DATA SHOWN =
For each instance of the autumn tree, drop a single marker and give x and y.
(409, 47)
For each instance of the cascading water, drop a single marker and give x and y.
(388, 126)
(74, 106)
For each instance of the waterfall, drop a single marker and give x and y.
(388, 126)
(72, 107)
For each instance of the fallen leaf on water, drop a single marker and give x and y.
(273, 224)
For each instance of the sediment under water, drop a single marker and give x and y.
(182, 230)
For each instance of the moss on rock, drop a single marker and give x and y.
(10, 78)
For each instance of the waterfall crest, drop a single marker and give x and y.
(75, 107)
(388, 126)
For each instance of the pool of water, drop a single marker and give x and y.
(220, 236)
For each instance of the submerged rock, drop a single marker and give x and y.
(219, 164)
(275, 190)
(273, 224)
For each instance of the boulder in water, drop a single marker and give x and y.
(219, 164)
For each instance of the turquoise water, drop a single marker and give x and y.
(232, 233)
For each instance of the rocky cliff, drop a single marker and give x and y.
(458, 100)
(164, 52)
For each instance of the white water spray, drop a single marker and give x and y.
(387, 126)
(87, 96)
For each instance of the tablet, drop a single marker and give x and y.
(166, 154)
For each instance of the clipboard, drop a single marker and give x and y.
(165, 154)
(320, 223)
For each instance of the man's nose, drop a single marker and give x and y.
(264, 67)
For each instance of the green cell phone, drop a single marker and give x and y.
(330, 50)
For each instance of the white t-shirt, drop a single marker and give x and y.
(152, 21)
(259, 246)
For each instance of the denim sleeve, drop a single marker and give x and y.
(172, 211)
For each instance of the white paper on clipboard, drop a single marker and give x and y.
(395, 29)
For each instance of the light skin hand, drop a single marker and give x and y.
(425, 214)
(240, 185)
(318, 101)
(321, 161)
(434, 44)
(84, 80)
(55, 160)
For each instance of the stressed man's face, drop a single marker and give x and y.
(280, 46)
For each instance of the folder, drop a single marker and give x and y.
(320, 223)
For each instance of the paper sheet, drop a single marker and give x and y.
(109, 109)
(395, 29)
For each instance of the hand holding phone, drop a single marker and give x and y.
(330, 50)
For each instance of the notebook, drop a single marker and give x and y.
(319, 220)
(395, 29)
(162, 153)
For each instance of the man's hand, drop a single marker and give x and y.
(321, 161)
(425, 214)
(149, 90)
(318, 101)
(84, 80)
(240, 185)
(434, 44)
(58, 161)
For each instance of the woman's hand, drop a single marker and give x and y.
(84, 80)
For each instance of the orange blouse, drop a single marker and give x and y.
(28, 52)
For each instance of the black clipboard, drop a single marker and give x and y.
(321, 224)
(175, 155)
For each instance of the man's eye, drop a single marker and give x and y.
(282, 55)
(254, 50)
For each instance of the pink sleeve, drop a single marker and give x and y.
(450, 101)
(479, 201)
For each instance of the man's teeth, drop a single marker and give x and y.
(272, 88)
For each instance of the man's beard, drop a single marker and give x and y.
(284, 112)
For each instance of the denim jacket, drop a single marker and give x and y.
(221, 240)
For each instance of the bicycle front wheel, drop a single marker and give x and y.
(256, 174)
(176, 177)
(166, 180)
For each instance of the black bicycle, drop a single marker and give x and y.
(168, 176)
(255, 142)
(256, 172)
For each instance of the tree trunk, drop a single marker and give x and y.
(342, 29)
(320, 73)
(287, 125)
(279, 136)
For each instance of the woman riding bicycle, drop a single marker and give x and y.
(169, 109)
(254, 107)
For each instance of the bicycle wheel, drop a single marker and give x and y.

THE PROBLEM =
Copy the entries above exactly, leaving none out.

OUTPUT =
For each instance of the autumn tree, drop a single marker and give x and y.
(409, 47)
For each instance of the cascading water, drop a single marker and give x and y.
(388, 126)
(74, 106)
For each instance of the waterfall, drop a single marker and give x and y.
(388, 126)
(72, 107)
For each instance of the fallen leaf on water, drop a single marker and give x and y.
(273, 224)
For each instance of the sediment under water, drop a single marker and give x and y.
(182, 230)
For each instance of the moss on rock, drop a single marker and give x and y.
(10, 78)
For each instance of the waterfall crest, drop a single marker and give x and y.
(75, 107)
(388, 126)
For each instance of the pool of water, drop a single marker and give x and y.
(220, 236)
For each instance of the submerged rock, drop a single marker and give x and y.
(219, 164)
(275, 190)
(273, 224)
For each instance of the boulder in water, drop a single marker and give x and y.
(219, 164)
For each instance of the turquoise water, drop a single marker and give x and y.
(232, 233)
For each instance of the rocky cliff, drop a single marker and give x and y.
(458, 100)
(164, 52)
For each instance of the white water spray, drop a single marker and give x and y.
(387, 126)
(87, 96)
For each instance of the tablet, drop a single marker and give x and y.
(166, 154)
For each instance of the clipboard, drop a single marker and give x and y.
(165, 154)
(320, 223)
For each instance of the man's nose, drop a single marker and give x and y.
(264, 67)
For each instance of the green cell phone, drop a single marker and give x and y.
(330, 50)
For each instance of the white t-shirt, drop a single marker and give x and y.
(152, 21)
(259, 246)
For each instance of the denim sleeve, drop a single marker and give x and y.
(172, 211)
For each instance of the white paper on clipboard, drop a single marker and give x and y.
(395, 29)
For each instance of the light skin hand, drop a single marker and give x and y.
(425, 214)
(240, 185)
(318, 101)
(321, 161)
(434, 44)
(84, 80)
(55, 160)
For each instance of the stressed man's face, drop a single marker and give x and y.
(280, 46)
For each instance of the folder, drop a single marker and give x and y.
(320, 223)
For each instance of the paper sheet, drop a single marker and give x and y.
(109, 109)
(395, 29)
For each instance of the hand holding phone, drop a single marker and give x and y.
(330, 50)
For each instance of the notebook, drop a single marker and give x and y.
(319, 220)
(395, 29)
(162, 153)
For each instance of the man's hand, drop a single marker and give x and y.
(321, 161)
(425, 214)
(149, 90)
(318, 101)
(84, 80)
(240, 185)
(434, 44)
(58, 161)
For each instance of the woman's hand, drop a single marker and give x and y.
(84, 80)
For each instance of the orange blouse, drop a single marker and give x and y.
(28, 52)
For each instance of the black clipboard, drop a single marker and give x and y.
(321, 224)
(175, 155)
For each instance of the man's eye, drop a single marker and give x and y.
(282, 55)
(254, 50)
For each instance of the pink sleeve, drop a single marker and give x and y.
(450, 101)
(479, 201)
For each instance of the man's teeth, drop a single marker and give x and y.
(272, 88)
For each instance of the man's beard, drop a single marker and give x and y.
(284, 112)
For each instance of the denim jacket, drop a single marker and give x and y.
(221, 240)
For each instance of the bicycle front wheel, drop a single marker and give x and y.
(256, 174)
(176, 177)
(166, 180)
For each instance of the black bicycle, drop a single marker and give x and y.
(168, 176)
(255, 142)
(256, 172)
For each instance of the tree trunk, drop a single marker and give x and y.
(342, 29)
(320, 73)
(287, 125)
(279, 136)
For each instance of the woman riding bicycle, drop a single marker and give x and y.
(169, 109)
(254, 107)
For each instance of the bicycle wheel, drop a single marker and give x and y.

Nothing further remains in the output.